◆ **Exercise description**: I'd like the number of lines in the material below that include the word "moss", written with no other text.

◆ **Supplied entries**:
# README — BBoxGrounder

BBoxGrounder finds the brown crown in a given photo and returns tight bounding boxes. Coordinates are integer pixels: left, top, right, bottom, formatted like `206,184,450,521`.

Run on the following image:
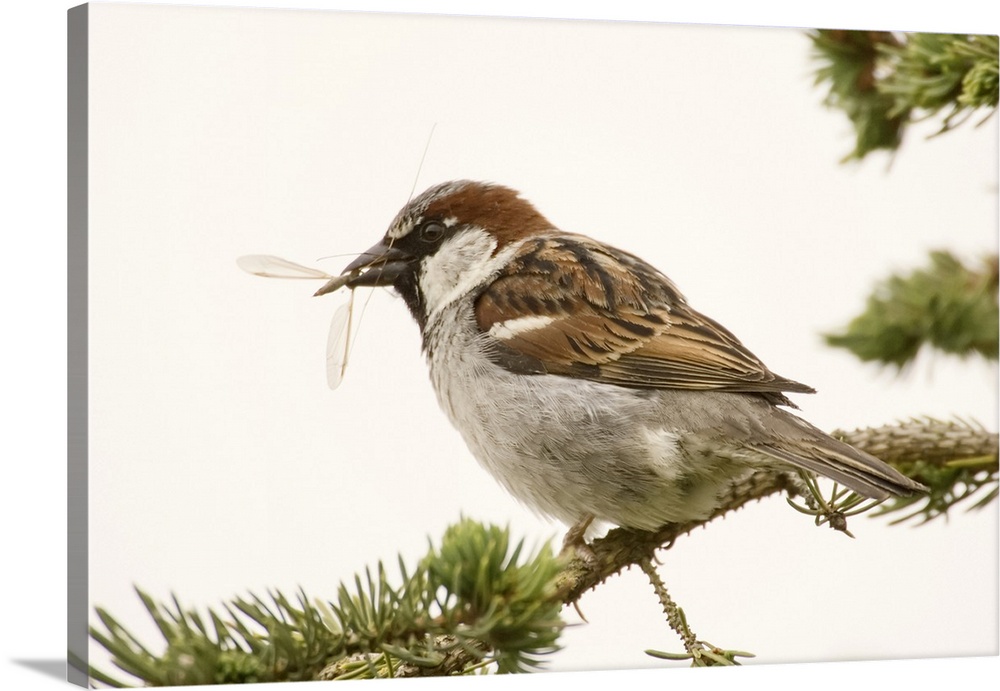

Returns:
422,181,555,249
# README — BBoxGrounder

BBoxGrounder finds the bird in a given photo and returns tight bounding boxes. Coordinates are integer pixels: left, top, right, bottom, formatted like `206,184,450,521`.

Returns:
319,180,926,534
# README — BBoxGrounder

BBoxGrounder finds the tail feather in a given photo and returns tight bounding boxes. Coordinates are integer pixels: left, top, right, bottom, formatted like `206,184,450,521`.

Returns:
760,413,928,500
758,443,925,500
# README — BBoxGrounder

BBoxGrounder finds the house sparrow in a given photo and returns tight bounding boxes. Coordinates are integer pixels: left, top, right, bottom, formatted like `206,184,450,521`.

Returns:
320,180,925,532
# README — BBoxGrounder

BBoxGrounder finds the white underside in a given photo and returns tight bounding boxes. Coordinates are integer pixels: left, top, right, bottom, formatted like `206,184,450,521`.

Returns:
423,300,761,530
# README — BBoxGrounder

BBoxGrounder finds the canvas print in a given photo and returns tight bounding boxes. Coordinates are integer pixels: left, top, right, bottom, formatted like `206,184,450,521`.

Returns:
68,3,999,686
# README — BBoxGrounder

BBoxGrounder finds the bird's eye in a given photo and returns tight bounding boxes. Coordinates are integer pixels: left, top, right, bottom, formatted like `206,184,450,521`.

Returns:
419,221,446,244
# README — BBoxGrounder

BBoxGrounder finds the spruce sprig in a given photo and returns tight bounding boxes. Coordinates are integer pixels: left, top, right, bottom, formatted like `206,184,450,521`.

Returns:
810,30,906,161
90,519,565,686
90,414,996,683
809,31,998,160
834,418,999,524
825,251,999,367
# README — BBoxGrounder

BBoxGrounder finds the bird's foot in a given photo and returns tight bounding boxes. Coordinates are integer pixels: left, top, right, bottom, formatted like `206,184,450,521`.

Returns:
560,514,597,565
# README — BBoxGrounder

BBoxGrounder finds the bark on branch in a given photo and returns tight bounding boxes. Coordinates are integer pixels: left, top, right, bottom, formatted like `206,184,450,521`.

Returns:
555,418,998,605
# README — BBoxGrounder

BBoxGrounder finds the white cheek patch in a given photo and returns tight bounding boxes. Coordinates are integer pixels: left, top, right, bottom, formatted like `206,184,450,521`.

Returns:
419,228,521,319
488,315,556,341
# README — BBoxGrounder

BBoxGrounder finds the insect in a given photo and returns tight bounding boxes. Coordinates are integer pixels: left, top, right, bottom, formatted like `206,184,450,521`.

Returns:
236,254,360,389
238,126,436,390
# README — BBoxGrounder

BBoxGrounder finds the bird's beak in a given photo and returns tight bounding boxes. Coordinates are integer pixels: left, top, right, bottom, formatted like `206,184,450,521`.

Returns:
313,240,414,297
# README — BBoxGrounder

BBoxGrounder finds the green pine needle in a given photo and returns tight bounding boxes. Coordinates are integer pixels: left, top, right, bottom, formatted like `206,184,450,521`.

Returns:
89,519,565,686
833,418,999,524
825,251,999,367
809,31,998,160
810,30,907,161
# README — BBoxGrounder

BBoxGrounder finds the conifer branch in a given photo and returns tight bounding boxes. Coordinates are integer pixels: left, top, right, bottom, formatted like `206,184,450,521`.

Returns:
90,521,564,685
90,418,995,686
825,252,998,367
638,559,755,666
809,31,998,161
557,418,997,604
835,418,999,524
90,416,995,684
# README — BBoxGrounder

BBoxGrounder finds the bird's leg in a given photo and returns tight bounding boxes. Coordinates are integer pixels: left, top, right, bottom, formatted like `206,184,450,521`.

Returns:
559,514,596,563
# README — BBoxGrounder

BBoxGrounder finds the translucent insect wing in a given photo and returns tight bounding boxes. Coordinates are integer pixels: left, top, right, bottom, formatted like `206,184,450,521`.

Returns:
326,296,354,390
236,255,333,280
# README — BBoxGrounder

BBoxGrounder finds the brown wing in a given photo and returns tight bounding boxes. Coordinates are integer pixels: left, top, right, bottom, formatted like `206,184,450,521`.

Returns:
475,234,814,397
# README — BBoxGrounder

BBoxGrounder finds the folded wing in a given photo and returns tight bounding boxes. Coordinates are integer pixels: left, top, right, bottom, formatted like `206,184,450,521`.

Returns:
475,234,814,400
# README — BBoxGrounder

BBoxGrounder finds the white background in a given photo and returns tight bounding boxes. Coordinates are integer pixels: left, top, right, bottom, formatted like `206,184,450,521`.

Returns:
1,2,998,691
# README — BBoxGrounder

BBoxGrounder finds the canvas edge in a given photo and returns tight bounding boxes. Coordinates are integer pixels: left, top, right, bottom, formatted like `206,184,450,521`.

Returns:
68,3,90,687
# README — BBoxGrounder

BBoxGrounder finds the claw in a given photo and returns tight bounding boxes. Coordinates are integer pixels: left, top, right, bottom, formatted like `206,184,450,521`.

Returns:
560,515,597,564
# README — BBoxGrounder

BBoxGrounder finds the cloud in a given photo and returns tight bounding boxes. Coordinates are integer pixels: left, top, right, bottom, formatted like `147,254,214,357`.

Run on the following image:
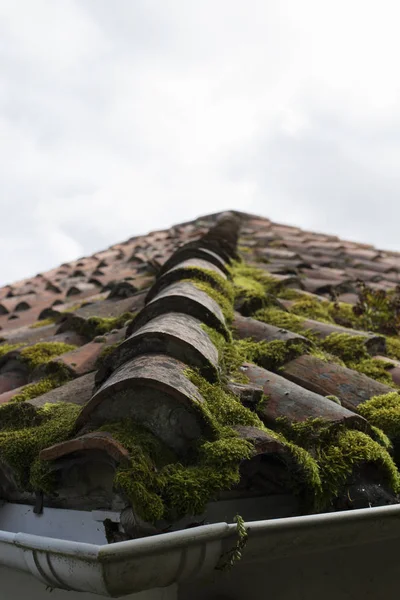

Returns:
1,0,400,285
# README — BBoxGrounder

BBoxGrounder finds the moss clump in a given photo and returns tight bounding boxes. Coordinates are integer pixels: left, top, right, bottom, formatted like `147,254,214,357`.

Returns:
328,302,360,329
95,342,122,369
229,262,281,314
80,312,135,339
276,288,304,300
316,429,400,500
386,337,400,361
309,347,346,367
187,369,265,431
289,298,334,323
29,318,56,329
192,280,234,325
11,372,71,403
237,338,308,372
275,417,400,506
0,402,44,430
232,275,266,302
19,342,77,370
349,358,395,386
201,325,247,383
0,343,23,358
238,245,252,254
325,395,341,405
179,266,234,303
230,262,280,293
0,402,81,489
358,393,400,439
321,333,369,364
101,419,177,523
370,425,392,450
254,307,316,340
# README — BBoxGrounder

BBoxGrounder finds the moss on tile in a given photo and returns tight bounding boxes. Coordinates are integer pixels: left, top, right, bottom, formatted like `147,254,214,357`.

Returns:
95,342,122,369
325,395,341,405
230,262,282,309
178,266,234,303
0,402,81,490
386,337,400,361
10,371,72,403
29,318,56,329
254,307,316,341
357,392,400,439
275,416,400,506
348,358,395,386
19,342,77,370
308,347,346,367
276,288,304,300
327,302,360,329
0,343,24,358
316,429,400,500
369,425,392,450
79,312,135,339
191,280,234,325
101,419,177,522
320,333,370,364
289,297,334,323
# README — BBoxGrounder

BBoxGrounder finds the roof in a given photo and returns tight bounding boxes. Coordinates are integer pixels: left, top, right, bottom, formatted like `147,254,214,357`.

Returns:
1,210,400,541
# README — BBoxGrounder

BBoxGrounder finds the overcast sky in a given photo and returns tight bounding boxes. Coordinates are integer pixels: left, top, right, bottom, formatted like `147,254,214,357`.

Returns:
1,1,400,286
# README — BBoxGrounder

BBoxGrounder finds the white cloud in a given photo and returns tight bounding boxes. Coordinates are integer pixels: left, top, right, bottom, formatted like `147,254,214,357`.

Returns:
0,0,400,285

◆ **Task result**: 2